EXCERPT:

•••••

Purp’s N64 Soft/Blurry Post Process Effect
JUNE 25 UPDATE – COMPLETE OVERHAUL
The shader has been re-written to be more performant! tho at the cost of some functionality.
“Blur radius X/Y, Blur Quality, Blur Strenght, Blur Enable” has been removed for a simple toggle “enable_480i_upscale” and “scanline_intensity” which uses already pre-calculated blur weights. Not as customizable but good for my personal uses.
Made this shader to mimic the Soft/Blurry look of the Nintendo 64, Dithering Matrix Pattern was taken from the AngrylionRDP-Plus.
This shader is meant to be used on the SubViewportContainer node.

•••••

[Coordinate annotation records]
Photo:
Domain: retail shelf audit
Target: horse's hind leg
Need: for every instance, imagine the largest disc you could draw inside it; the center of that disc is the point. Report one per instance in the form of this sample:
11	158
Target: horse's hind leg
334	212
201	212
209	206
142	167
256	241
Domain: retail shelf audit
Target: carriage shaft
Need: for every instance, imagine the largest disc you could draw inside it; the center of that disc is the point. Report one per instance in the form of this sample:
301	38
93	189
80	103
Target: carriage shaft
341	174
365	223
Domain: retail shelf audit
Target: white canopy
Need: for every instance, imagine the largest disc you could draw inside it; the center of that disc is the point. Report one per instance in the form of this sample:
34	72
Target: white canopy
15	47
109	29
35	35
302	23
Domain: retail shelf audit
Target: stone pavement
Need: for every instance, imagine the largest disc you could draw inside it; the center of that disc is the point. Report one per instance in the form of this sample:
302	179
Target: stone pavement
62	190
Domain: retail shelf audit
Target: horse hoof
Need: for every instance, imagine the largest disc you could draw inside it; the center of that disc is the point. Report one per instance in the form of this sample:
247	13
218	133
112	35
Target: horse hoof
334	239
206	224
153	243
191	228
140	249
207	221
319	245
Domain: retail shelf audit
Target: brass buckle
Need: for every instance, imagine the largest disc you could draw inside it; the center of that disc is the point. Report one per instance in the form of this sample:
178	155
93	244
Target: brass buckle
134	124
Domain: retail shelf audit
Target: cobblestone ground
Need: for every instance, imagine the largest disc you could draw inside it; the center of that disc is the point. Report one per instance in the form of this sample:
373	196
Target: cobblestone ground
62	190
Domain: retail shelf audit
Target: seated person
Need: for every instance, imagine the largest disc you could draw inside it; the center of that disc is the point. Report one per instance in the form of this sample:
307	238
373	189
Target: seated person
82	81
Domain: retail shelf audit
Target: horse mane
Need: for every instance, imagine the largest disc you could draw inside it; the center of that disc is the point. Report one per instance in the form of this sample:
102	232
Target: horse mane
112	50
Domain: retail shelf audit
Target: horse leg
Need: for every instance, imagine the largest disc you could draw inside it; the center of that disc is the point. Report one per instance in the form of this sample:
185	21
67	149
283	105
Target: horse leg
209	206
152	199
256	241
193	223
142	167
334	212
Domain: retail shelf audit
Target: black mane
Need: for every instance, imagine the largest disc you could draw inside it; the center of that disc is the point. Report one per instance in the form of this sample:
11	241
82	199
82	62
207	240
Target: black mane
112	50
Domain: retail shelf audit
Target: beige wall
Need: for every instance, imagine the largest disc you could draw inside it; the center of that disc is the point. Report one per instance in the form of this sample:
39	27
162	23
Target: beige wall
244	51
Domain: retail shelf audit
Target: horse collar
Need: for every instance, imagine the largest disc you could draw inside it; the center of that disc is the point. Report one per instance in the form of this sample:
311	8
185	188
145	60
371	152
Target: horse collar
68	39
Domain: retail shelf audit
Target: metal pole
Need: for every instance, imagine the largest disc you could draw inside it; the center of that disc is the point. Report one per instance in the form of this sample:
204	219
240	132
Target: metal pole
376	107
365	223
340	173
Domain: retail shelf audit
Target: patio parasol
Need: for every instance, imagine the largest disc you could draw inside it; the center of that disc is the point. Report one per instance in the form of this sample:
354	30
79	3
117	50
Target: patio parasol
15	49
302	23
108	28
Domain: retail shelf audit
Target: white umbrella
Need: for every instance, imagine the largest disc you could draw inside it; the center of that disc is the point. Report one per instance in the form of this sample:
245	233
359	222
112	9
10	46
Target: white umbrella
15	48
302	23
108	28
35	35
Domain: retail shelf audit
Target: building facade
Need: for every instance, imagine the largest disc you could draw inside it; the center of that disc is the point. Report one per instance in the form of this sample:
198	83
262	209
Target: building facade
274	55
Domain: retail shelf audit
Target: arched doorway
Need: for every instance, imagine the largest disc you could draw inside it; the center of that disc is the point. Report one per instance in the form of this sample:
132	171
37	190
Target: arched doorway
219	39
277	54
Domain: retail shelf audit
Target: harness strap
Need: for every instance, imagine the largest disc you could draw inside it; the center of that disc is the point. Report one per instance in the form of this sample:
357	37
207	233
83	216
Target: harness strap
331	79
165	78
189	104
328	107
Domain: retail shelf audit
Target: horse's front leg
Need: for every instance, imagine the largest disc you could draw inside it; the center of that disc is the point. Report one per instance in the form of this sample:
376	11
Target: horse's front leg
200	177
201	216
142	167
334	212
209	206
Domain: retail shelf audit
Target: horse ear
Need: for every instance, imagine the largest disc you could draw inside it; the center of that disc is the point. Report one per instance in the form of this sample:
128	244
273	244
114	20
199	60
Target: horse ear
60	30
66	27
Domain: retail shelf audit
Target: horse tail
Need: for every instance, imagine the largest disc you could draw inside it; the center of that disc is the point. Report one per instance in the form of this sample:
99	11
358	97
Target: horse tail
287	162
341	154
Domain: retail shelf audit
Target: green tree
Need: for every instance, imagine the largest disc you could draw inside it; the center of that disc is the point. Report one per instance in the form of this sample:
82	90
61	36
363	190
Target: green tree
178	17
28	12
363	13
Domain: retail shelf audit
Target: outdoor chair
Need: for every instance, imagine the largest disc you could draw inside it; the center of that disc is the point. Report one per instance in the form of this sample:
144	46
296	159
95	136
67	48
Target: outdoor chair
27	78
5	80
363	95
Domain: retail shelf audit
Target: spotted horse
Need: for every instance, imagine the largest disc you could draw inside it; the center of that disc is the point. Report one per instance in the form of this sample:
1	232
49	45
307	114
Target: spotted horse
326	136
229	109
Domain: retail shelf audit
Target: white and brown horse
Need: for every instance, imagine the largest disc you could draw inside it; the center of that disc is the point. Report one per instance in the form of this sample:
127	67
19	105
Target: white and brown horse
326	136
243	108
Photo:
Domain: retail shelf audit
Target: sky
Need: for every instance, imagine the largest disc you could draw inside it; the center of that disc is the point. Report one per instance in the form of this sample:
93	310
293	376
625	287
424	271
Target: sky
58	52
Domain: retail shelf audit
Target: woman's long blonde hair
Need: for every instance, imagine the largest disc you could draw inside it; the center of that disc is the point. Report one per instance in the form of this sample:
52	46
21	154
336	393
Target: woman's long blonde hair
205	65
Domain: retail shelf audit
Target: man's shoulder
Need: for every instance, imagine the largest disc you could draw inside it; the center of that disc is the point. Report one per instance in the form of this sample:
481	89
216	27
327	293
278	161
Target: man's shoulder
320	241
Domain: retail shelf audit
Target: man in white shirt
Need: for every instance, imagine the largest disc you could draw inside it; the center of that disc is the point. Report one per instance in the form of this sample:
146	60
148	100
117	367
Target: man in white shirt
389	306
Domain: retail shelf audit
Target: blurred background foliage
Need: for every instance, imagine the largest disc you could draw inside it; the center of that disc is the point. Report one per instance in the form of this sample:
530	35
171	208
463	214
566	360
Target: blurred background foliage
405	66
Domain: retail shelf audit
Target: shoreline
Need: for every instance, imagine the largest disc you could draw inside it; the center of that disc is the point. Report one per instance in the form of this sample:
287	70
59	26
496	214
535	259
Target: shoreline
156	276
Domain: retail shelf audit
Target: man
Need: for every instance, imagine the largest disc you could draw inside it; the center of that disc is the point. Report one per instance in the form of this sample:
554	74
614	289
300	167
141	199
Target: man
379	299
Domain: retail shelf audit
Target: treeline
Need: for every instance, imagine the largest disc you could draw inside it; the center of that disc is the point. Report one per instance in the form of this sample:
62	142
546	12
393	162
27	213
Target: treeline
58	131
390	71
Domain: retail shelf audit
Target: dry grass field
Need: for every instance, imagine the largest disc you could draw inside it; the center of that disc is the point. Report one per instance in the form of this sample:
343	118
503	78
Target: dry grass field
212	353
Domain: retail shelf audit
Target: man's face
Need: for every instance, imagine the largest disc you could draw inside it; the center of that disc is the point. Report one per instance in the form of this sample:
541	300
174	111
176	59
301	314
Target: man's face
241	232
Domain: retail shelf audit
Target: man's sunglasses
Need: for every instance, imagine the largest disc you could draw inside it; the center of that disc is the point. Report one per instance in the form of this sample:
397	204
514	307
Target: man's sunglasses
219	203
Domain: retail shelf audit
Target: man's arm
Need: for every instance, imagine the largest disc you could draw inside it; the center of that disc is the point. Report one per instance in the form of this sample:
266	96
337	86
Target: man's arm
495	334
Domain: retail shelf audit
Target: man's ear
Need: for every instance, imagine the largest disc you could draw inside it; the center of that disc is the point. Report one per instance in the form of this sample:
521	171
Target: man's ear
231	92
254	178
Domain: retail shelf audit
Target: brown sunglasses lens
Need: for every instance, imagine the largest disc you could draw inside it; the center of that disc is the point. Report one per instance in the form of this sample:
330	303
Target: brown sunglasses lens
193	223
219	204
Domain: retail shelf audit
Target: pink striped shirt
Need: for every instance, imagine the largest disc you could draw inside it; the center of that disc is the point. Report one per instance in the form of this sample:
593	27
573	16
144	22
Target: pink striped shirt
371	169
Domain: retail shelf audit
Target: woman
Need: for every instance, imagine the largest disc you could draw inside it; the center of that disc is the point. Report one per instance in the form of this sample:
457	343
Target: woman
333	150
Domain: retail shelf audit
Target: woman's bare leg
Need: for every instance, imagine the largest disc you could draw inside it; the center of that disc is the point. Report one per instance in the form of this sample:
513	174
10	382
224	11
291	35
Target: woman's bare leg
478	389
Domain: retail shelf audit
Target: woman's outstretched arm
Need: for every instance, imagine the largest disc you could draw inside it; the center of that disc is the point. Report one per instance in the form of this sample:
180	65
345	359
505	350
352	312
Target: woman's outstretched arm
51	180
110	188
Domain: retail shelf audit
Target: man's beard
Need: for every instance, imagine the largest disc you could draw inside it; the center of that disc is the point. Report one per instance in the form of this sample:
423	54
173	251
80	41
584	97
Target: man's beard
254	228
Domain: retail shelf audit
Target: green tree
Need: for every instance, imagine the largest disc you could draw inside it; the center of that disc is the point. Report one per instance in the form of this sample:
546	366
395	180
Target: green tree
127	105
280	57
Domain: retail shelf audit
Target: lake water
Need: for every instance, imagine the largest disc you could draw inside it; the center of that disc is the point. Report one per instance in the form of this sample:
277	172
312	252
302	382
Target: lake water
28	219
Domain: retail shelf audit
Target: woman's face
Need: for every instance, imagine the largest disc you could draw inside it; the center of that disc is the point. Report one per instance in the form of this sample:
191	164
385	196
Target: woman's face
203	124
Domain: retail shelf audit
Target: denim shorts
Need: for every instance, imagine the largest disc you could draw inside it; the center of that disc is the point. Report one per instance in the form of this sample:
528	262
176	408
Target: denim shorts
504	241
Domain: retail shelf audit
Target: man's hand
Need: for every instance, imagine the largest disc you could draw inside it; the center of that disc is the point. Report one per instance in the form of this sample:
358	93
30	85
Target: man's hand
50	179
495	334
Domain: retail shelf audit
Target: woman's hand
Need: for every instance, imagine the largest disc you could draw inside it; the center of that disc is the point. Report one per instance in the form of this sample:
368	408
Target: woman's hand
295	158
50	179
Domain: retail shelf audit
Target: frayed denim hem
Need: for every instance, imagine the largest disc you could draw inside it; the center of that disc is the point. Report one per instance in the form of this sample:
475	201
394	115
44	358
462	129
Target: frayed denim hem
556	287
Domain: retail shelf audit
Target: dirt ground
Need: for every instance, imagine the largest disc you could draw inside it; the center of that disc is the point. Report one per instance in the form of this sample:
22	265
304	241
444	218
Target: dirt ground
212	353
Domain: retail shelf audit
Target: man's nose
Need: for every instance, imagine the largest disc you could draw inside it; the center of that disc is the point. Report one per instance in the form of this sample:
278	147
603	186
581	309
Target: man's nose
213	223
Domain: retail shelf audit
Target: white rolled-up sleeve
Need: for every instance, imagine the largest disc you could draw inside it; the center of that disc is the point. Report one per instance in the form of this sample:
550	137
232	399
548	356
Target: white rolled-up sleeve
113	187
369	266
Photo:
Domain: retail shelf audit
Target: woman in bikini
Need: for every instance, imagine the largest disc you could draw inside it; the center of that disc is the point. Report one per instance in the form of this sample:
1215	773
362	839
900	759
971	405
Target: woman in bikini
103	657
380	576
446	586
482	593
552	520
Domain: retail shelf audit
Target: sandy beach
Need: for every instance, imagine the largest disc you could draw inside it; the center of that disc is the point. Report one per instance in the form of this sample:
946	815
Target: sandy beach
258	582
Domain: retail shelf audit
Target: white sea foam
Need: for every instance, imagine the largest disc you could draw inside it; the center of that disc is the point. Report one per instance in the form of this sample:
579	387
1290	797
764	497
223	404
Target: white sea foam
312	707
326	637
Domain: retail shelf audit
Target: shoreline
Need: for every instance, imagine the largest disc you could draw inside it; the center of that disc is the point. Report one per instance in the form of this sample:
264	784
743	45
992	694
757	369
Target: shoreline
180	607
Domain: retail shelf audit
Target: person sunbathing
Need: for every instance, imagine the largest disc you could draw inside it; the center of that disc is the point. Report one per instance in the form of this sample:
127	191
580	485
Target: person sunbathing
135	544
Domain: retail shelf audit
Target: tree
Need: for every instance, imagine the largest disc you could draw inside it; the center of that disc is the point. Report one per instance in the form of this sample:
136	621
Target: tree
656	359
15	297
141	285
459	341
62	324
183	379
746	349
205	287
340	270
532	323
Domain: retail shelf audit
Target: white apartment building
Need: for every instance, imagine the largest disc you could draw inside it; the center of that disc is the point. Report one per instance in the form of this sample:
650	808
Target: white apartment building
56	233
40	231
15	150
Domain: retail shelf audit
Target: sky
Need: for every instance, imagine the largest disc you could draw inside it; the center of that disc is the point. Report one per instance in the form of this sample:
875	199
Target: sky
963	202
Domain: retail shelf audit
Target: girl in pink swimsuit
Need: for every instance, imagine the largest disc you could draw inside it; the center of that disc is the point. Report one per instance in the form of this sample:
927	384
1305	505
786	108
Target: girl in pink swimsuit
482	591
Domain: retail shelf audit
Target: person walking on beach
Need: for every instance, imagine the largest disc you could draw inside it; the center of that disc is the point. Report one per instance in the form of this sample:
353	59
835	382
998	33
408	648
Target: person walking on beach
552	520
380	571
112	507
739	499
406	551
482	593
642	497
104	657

•••••

STATED GOAL 1: Return the shader post's text from "Purp’s N64 Soft/Blurry" to "my personal uses.", copied exactly.
STATED GOAL 2:
Answer these questions about the shader post:
(a) From what source was the Dithering Matrix Pattern taken?
(b) On which node is the shader meant to be used?
(c) What date is given for the complete overhaul update?

WORKED SOLUTION 1:
Purp’s N64 Soft/Blurry Post Process Effect
JUNE 25 UPDATE – COMPLETE OVERHAUL
The shader has been re-written to be more performant! tho at the cost of some functionality.
“Blur radius X/Y, Blur Quality, Blur Strenght, Blur Enable” has been removed for a simple toggle “enable_480i_upscale” and “scanline_intensity” which uses already pre-calculated blur weights. Not as customizable but good for my personal uses.

WORKED SOLUTION 2:
(a) AngrylionRDP-Plus
(b) The SubViewportContainer node
(c) June 25